====== Supplied material

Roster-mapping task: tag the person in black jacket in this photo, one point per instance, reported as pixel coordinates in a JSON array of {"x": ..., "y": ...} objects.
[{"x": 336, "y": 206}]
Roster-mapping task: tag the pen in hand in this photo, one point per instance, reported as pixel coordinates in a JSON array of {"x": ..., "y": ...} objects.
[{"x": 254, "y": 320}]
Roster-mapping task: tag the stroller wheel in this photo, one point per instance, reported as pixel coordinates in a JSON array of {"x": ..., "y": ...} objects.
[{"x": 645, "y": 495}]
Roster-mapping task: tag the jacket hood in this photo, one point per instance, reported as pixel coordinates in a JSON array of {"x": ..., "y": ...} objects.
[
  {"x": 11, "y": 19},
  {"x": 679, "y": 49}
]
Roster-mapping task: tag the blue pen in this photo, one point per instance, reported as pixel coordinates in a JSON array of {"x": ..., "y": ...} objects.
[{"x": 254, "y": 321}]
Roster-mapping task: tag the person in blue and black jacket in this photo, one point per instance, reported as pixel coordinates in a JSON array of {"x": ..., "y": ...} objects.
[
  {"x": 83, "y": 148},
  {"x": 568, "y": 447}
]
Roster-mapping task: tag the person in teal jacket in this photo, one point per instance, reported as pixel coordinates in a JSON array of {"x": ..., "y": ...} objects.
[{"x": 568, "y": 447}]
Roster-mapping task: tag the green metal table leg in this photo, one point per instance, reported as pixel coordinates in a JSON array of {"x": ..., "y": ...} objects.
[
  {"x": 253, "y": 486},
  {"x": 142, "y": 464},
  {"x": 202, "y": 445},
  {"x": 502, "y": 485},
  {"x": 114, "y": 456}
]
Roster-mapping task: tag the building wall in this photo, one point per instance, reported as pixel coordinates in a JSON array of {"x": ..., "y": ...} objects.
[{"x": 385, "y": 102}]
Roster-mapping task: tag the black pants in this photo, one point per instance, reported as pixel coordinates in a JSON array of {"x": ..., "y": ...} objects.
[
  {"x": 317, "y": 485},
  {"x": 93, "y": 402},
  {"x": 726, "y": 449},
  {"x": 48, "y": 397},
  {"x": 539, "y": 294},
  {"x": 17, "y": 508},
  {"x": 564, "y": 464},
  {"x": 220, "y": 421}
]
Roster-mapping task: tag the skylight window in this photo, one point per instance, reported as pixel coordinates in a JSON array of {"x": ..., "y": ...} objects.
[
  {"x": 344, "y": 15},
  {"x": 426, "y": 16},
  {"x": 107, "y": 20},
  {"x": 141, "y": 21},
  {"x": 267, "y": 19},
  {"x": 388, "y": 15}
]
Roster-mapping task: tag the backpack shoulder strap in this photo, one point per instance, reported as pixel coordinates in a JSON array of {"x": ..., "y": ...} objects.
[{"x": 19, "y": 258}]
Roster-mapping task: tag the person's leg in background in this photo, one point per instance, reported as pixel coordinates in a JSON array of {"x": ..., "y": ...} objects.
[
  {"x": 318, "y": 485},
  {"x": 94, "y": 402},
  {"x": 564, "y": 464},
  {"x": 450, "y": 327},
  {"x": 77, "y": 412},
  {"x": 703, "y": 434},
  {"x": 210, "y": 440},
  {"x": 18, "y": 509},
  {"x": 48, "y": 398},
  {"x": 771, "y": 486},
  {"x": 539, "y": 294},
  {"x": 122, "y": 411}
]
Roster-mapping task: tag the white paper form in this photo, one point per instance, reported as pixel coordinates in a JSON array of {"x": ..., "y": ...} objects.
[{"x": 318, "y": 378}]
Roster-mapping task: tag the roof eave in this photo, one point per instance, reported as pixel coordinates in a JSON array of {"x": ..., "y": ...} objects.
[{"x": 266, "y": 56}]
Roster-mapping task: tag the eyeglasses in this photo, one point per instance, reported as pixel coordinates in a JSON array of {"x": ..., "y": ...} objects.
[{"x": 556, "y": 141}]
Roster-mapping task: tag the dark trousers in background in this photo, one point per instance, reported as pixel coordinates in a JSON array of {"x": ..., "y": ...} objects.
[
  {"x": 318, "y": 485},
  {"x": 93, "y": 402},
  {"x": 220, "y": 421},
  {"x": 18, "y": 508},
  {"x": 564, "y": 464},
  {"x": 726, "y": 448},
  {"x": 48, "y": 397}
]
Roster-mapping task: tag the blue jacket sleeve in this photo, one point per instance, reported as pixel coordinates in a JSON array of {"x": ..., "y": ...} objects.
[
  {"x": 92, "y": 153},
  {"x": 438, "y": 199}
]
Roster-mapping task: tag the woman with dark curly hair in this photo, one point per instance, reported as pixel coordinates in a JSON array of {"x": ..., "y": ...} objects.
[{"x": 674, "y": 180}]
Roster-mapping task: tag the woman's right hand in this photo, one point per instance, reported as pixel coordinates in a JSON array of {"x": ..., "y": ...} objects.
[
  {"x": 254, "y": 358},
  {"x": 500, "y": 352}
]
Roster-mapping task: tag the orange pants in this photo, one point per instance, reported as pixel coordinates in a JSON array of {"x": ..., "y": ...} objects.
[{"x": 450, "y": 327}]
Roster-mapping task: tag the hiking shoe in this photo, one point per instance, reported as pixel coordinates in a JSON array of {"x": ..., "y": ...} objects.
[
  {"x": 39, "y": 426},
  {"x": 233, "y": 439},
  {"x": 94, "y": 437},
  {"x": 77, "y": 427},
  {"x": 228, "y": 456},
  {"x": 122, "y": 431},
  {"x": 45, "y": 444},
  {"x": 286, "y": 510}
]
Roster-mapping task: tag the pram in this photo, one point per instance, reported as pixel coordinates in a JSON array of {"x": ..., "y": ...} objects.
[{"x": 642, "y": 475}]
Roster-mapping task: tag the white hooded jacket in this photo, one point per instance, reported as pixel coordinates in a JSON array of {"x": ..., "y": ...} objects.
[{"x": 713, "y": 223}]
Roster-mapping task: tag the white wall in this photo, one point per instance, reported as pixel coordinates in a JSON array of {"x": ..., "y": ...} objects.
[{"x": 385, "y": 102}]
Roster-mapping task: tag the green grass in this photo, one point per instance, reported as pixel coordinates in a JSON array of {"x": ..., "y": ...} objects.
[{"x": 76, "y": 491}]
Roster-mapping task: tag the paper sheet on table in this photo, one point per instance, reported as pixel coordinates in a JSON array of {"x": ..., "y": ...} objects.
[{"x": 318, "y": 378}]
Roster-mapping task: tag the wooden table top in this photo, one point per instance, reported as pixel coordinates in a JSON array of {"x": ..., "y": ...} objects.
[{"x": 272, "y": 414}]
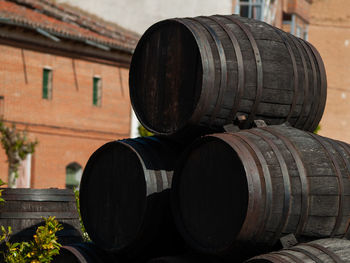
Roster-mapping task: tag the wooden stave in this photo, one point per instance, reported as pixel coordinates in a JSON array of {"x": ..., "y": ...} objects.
[
  {"x": 156, "y": 229},
  {"x": 24, "y": 208},
  {"x": 196, "y": 25},
  {"x": 84, "y": 253},
  {"x": 302, "y": 230},
  {"x": 331, "y": 250}
]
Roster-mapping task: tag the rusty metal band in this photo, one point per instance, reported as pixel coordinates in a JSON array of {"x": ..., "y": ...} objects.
[
  {"x": 139, "y": 147},
  {"x": 286, "y": 183},
  {"x": 76, "y": 252},
  {"x": 307, "y": 99},
  {"x": 328, "y": 252},
  {"x": 323, "y": 78},
  {"x": 295, "y": 71},
  {"x": 259, "y": 69},
  {"x": 289, "y": 255},
  {"x": 39, "y": 198},
  {"x": 303, "y": 178},
  {"x": 308, "y": 123},
  {"x": 263, "y": 171},
  {"x": 336, "y": 166},
  {"x": 337, "y": 145},
  {"x": 346, "y": 148},
  {"x": 249, "y": 162},
  {"x": 240, "y": 67},
  {"x": 306, "y": 253},
  {"x": 38, "y": 215},
  {"x": 223, "y": 69},
  {"x": 207, "y": 63}
]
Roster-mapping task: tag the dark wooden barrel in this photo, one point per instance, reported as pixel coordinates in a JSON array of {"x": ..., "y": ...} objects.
[
  {"x": 247, "y": 189},
  {"x": 23, "y": 210},
  {"x": 84, "y": 253},
  {"x": 124, "y": 197},
  {"x": 188, "y": 258},
  {"x": 212, "y": 71},
  {"x": 330, "y": 250}
]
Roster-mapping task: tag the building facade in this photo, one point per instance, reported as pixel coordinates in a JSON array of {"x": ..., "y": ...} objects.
[
  {"x": 329, "y": 31},
  {"x": 63, "y": 79}
]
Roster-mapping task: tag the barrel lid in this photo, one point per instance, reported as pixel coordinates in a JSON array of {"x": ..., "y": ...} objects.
[
  {"x": 210, "y": 195},
  {"x": 113, "y": 196},
  {"x": 165, "y": 76}
]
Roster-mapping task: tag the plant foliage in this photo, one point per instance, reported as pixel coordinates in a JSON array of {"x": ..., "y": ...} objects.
[{"x": 17, "y": 146}]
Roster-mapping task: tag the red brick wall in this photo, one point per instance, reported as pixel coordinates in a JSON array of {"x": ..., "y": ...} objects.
[
  {"x": 69, "y": 128},
  {"x": 329, "y": 31}
]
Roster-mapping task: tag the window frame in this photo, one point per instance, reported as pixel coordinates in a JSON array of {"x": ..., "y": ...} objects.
[
  {"x": 97, "y": 91},
  {"x": 251, "y": 4}
]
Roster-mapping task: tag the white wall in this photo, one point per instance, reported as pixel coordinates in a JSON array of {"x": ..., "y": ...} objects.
[{"x": 138, "y": 15}]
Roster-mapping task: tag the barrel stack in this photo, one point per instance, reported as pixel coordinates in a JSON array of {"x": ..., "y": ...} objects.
[{"x": 234, "y": 166}]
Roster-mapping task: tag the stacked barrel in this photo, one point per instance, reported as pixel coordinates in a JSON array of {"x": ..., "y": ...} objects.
[{"x": 234, "y": 166}]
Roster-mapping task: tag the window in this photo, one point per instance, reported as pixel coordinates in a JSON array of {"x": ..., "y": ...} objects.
[
  {"x": 250, "y": 8},
  {"x": 2, "y": 106},
  {"x": 97, "y": 91},
  {"x": 47, "y": 83},
  {"x": 73, "y": 175}
]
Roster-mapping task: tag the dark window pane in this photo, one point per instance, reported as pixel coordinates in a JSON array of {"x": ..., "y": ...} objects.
[
  {"x": 244, "y": 11},
  {"x": 47, "y": 83}
]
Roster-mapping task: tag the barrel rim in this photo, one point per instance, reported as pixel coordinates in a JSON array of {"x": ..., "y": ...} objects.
[
  {"x": 138, "y": 49},
  {"x": 176, "y": 207},
  {"x": 83, "y": 193}
]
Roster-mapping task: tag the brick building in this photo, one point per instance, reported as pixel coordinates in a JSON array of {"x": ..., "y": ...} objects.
[
  {"x": 63, "y": 78},
  {"x": 326, "y": 24},
  {"x": 329, "y": 31}
]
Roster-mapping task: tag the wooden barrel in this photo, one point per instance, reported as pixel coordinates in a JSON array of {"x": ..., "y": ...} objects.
[
  {"x": 247, "y": 189},
  {"x": 23, "y": 210},
  {"x": 84, "y": 253},
  {"x": 215, "y": 70},
  {"x": 124, "y": 197},
  {"x": 330, "y": 250}
]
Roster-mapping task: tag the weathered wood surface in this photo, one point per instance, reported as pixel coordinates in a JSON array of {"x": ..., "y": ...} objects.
[
  {"x": 331, "y": 250},
  {"x": 125, "y": 197},
  {"x": 206, "y": 71},
  {"x": 254, "y": 186},
  {"x": 23, "y": 210},
  {"x": 84, "y": 253},
  {"x": 188, "y": 258}
]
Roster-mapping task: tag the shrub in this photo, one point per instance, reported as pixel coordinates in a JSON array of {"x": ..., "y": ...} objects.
[{"x": 40, "y": 250}]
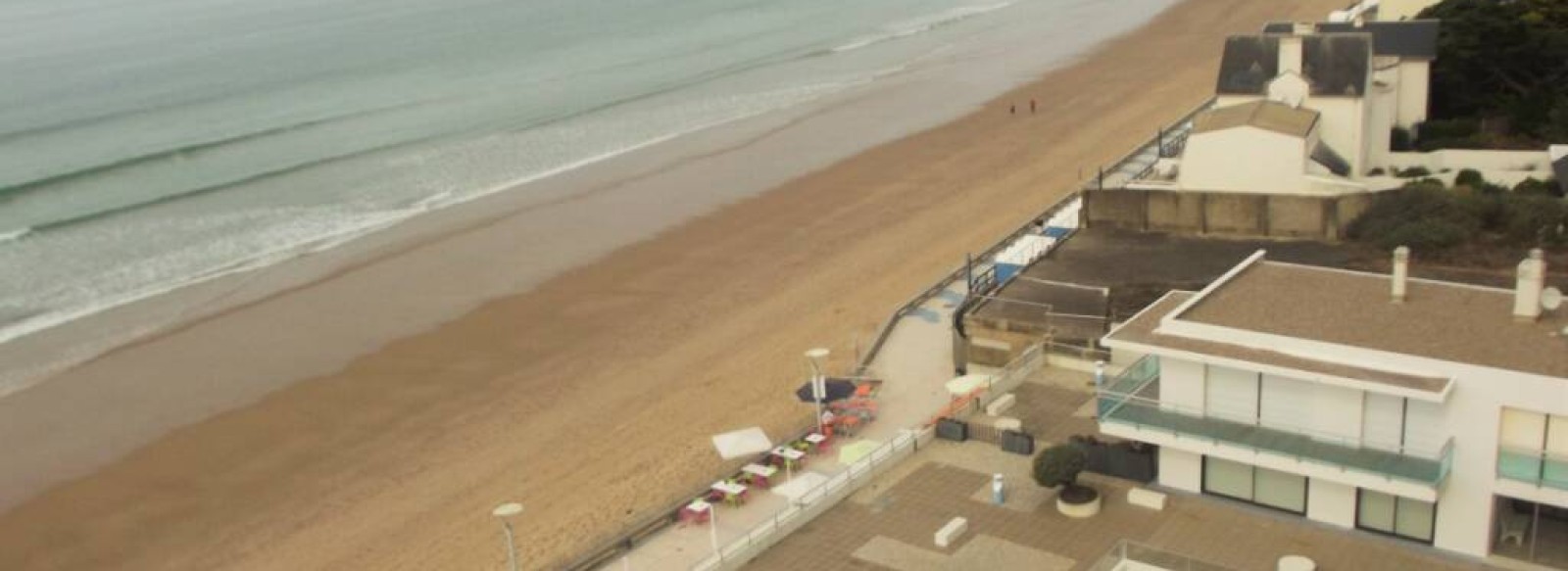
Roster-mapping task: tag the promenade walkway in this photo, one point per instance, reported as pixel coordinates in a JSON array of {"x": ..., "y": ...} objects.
[
  {"x": 890, "y": 524},
  {"x": 914, "y": 364}
]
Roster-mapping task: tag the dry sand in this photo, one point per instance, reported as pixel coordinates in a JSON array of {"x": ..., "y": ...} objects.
[{"x": 592, "y": 398}]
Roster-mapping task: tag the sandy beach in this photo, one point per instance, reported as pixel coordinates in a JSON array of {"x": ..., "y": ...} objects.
[{"x": 590, "y": 398}]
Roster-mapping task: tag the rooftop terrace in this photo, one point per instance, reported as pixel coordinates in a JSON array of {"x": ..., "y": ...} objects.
[{"x": 1439, "y": 320}]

============

What you are asked to do:
Copy exactly, with no pictures, the lines from the line containing "Roster-mapping task: tag the shrub" through the last line of the records above.

Task output:
Roster-mapping task: tag the shrub in this photo, one point per instance, reported as pixel coordinates in a JSON array of {"x": ..., "y": ...} objects.
[{"x": 40, "y": 250}]
Roster-mapping task: tag the promenade walkway in this photo, one point per instance, reported as pixel coordinates in a JSON array of {"x": ..., "y": ...} objects.
[
  {"x": 890, "y": 524},
  {"x": 914, "y": 364}
]
Roster-mapping task: tag the dry sand in this photo, one point per instance, reported as pixel coordinates in a JSON array of {"x": ..., "y": ...} objects.
[{"x": 592, "y": 398}]
Roster-mapping task: tag the sandy beach in this photo, one point per instance, reported as pixel coordinates in a JSON array of {"x": ..., "y": ...} objects.
[{"x": 590, "y": 398}]
Roster-mapping task: tag the rooftop terrace in this photo, one point per instance, reported as pixel coordinates in a JSON array of {"x": ..., "y": ...} objects.
[{"x": 1439, "y": 320}]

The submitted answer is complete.